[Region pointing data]
☆ ☆ ☆ ☆ ☆ ☆ ☆

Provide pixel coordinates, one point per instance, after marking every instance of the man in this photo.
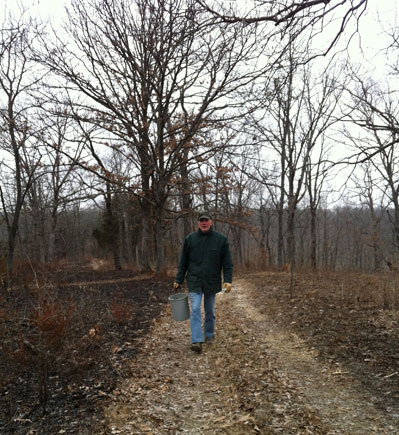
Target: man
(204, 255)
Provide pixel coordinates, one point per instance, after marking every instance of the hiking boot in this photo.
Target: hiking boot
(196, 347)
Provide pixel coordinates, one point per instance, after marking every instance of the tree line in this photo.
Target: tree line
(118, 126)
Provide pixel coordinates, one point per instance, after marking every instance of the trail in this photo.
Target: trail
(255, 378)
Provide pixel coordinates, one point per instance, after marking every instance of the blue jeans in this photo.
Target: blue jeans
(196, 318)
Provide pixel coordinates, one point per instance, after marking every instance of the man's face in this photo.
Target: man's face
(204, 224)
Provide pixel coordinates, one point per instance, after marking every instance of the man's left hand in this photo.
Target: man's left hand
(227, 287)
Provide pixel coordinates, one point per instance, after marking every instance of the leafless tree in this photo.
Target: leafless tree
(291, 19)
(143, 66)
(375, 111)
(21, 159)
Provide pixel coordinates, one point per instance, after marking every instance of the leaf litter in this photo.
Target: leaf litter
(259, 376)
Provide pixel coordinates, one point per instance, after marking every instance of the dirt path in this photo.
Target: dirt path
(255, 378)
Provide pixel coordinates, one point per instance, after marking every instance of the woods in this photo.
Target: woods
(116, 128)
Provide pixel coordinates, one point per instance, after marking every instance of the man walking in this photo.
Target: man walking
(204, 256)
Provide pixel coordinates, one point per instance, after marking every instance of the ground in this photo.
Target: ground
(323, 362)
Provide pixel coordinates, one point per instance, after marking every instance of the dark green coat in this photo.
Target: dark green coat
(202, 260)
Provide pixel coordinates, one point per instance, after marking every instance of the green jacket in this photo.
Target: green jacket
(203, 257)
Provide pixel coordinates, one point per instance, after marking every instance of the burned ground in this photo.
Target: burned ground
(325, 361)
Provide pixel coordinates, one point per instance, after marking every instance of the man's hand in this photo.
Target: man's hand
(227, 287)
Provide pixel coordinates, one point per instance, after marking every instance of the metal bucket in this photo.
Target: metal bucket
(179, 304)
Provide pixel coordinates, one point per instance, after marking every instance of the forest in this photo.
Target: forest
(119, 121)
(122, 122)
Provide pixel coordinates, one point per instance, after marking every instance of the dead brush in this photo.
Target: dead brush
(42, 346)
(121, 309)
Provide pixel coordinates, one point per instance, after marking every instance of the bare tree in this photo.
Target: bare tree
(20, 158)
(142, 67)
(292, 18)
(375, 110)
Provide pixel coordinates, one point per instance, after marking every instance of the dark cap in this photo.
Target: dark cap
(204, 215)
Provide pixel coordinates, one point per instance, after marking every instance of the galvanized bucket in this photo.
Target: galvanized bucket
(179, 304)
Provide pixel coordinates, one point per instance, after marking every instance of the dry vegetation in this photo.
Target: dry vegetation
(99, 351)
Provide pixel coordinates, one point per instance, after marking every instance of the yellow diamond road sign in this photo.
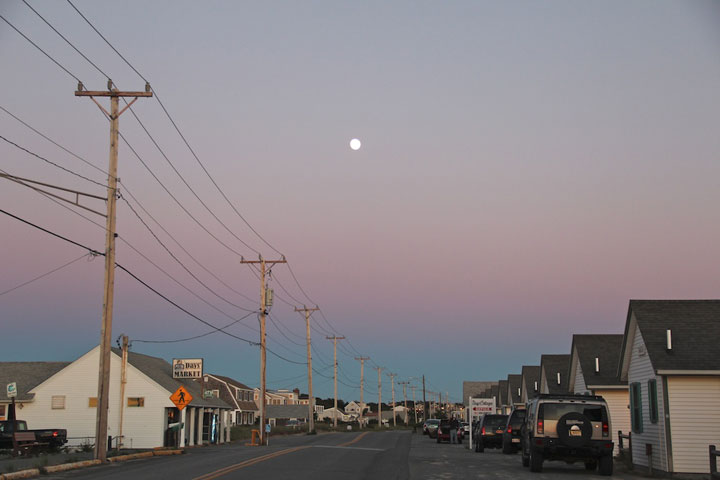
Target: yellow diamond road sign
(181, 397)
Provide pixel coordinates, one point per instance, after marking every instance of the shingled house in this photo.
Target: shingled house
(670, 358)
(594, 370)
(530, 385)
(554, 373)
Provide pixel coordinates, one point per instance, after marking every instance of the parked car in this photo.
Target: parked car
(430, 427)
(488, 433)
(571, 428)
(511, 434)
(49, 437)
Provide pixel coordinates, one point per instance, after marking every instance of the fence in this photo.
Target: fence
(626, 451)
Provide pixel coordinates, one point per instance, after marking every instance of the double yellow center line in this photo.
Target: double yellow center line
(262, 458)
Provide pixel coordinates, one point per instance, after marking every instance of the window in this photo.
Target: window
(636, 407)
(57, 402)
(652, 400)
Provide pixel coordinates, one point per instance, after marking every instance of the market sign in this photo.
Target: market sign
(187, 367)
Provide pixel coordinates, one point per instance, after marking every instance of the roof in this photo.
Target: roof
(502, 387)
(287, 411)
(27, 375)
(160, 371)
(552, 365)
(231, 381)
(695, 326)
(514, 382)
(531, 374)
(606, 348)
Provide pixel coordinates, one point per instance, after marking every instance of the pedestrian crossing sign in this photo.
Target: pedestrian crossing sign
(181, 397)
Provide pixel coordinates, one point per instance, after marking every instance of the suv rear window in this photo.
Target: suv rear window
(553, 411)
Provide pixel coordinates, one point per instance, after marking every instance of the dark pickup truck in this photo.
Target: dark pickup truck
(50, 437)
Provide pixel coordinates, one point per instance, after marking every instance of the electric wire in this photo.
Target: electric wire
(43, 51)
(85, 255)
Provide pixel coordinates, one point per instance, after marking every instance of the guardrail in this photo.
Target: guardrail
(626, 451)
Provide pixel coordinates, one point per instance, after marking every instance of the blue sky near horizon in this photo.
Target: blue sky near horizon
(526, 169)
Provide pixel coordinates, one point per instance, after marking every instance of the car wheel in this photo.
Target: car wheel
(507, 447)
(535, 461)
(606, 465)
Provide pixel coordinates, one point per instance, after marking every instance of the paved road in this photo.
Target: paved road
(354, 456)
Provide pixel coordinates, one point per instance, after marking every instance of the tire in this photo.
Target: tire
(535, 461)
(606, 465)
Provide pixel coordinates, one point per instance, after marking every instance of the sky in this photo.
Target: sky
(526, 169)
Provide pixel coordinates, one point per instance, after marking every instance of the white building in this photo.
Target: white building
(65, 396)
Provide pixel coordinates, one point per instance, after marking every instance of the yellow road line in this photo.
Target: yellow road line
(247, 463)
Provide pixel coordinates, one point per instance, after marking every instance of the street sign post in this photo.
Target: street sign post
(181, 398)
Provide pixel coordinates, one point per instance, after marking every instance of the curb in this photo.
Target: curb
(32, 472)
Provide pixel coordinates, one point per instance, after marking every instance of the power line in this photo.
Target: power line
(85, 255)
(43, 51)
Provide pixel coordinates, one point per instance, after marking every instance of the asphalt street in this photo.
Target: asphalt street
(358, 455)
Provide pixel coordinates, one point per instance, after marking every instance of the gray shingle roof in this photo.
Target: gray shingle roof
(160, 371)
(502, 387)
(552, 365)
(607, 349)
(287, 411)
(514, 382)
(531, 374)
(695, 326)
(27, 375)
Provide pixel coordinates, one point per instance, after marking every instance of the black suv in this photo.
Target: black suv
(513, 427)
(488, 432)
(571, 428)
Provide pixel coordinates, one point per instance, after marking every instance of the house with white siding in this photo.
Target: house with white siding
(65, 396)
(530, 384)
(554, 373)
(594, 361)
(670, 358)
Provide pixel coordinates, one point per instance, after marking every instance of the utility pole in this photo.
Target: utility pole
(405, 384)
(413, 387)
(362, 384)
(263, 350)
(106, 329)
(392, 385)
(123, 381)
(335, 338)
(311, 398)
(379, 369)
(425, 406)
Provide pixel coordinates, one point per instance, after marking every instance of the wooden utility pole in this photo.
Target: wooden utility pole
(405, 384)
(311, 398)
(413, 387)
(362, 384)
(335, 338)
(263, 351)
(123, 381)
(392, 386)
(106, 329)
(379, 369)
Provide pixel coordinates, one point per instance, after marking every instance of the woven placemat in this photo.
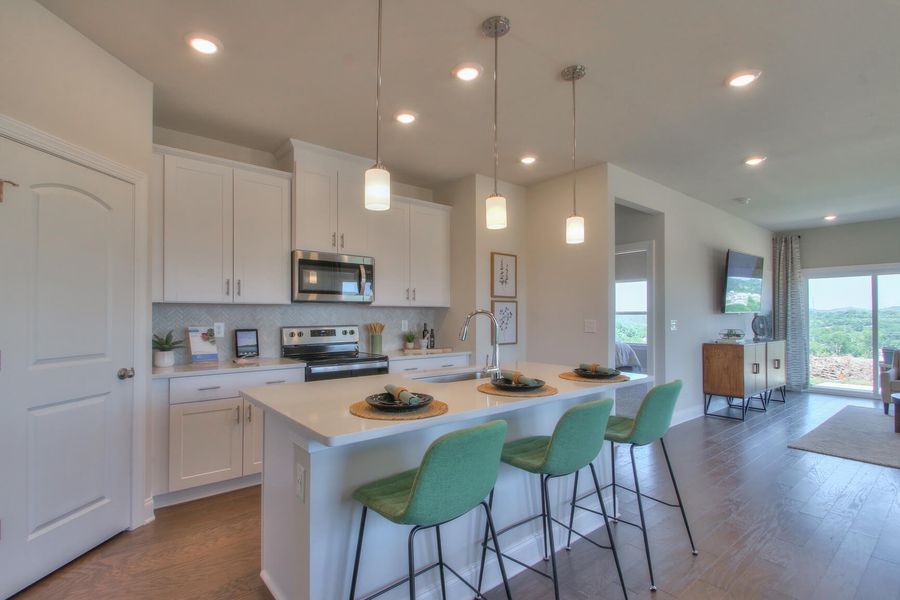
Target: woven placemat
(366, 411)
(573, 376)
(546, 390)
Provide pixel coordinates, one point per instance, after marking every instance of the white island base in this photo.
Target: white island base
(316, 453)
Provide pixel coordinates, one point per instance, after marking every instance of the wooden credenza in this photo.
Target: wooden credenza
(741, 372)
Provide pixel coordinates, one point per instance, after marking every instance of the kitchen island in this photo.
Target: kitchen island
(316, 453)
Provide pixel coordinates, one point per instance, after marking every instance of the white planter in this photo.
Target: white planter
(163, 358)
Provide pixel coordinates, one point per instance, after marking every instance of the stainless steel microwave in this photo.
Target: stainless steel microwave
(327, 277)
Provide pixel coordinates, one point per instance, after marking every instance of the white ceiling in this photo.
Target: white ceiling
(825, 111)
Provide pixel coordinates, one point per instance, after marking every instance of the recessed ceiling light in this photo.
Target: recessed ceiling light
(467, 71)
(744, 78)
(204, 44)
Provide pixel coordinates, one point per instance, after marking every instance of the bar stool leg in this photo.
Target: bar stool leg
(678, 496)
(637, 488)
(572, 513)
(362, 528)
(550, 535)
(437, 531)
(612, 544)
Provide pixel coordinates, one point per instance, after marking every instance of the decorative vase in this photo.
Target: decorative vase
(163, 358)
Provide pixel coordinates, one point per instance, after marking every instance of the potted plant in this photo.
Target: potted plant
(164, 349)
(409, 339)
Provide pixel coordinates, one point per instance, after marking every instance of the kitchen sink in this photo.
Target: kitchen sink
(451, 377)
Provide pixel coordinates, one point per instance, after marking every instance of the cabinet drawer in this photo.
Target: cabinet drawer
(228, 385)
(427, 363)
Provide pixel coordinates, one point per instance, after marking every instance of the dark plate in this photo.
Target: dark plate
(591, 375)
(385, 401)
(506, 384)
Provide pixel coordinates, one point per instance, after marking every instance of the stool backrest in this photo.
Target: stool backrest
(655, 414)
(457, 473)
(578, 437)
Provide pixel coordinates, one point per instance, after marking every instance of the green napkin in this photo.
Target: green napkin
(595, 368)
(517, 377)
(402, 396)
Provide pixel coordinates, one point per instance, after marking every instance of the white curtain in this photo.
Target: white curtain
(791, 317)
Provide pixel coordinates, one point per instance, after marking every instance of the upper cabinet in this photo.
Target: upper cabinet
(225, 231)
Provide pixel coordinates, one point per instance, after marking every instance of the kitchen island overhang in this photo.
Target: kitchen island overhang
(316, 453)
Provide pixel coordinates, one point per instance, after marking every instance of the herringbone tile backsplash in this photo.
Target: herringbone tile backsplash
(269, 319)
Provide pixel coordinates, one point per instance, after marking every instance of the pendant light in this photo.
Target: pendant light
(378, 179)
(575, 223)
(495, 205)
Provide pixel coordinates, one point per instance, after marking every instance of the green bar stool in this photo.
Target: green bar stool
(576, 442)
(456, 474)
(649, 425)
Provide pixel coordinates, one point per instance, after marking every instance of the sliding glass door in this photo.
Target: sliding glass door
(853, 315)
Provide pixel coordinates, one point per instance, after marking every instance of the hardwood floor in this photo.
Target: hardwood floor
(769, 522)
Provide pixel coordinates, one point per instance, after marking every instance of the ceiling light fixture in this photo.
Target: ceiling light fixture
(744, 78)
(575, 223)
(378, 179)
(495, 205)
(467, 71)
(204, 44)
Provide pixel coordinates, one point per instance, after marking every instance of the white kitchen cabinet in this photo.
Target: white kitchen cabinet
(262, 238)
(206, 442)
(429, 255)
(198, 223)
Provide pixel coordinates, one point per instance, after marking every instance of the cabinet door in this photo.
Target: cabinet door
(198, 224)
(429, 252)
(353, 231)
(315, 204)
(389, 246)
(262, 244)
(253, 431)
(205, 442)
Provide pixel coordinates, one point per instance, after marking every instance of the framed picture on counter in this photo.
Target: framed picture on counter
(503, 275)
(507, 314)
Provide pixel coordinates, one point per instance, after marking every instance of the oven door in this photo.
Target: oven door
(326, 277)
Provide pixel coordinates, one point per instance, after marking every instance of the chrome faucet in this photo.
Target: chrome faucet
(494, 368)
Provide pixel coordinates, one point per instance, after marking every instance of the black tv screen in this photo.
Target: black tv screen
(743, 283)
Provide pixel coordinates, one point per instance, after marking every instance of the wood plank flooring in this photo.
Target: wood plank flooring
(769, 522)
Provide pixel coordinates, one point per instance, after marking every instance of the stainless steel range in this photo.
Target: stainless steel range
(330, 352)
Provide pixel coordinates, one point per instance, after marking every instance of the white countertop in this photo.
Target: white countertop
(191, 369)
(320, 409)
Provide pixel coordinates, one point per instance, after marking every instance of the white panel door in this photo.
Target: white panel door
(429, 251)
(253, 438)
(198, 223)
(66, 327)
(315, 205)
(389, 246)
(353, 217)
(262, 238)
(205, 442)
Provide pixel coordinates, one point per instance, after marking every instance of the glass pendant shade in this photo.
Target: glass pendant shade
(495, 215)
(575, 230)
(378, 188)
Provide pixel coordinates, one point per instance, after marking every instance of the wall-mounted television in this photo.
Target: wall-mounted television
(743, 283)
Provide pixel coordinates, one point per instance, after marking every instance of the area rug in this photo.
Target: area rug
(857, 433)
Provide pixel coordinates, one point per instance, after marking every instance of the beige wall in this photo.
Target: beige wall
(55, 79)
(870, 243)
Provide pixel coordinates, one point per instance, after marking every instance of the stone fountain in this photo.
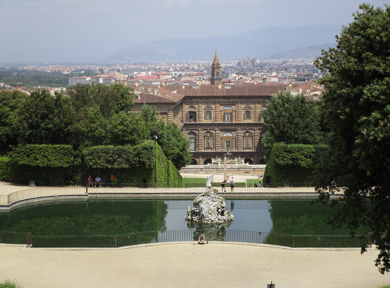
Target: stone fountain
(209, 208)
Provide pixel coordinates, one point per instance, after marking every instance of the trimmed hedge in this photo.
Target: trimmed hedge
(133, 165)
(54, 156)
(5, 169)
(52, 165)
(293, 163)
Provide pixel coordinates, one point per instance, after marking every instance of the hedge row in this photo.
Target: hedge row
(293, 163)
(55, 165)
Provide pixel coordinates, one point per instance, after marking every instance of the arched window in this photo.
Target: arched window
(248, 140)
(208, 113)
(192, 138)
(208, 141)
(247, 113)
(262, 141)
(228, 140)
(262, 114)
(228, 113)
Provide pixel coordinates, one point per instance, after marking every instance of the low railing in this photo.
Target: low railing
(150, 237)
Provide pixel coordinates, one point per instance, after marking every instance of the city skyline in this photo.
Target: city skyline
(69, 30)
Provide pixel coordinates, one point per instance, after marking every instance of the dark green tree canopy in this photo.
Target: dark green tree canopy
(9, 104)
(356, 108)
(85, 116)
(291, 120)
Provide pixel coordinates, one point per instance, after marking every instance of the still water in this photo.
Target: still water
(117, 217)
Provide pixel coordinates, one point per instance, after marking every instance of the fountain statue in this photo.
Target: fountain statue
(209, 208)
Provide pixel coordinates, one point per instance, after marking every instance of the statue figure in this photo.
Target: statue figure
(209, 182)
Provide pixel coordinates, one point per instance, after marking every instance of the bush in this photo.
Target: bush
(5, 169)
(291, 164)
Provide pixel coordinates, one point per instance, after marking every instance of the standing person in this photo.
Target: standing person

☆ ☆ ☆ ☆ ☆ ☆ ☆

WORK TO COMPLETE:
Copy down every line of the entries containing the word "standing".

SOLVED EXERCISE:
Provide pixel coordinates, one point per instance, after marking every instance of the standing person in this photo.
Target: standing person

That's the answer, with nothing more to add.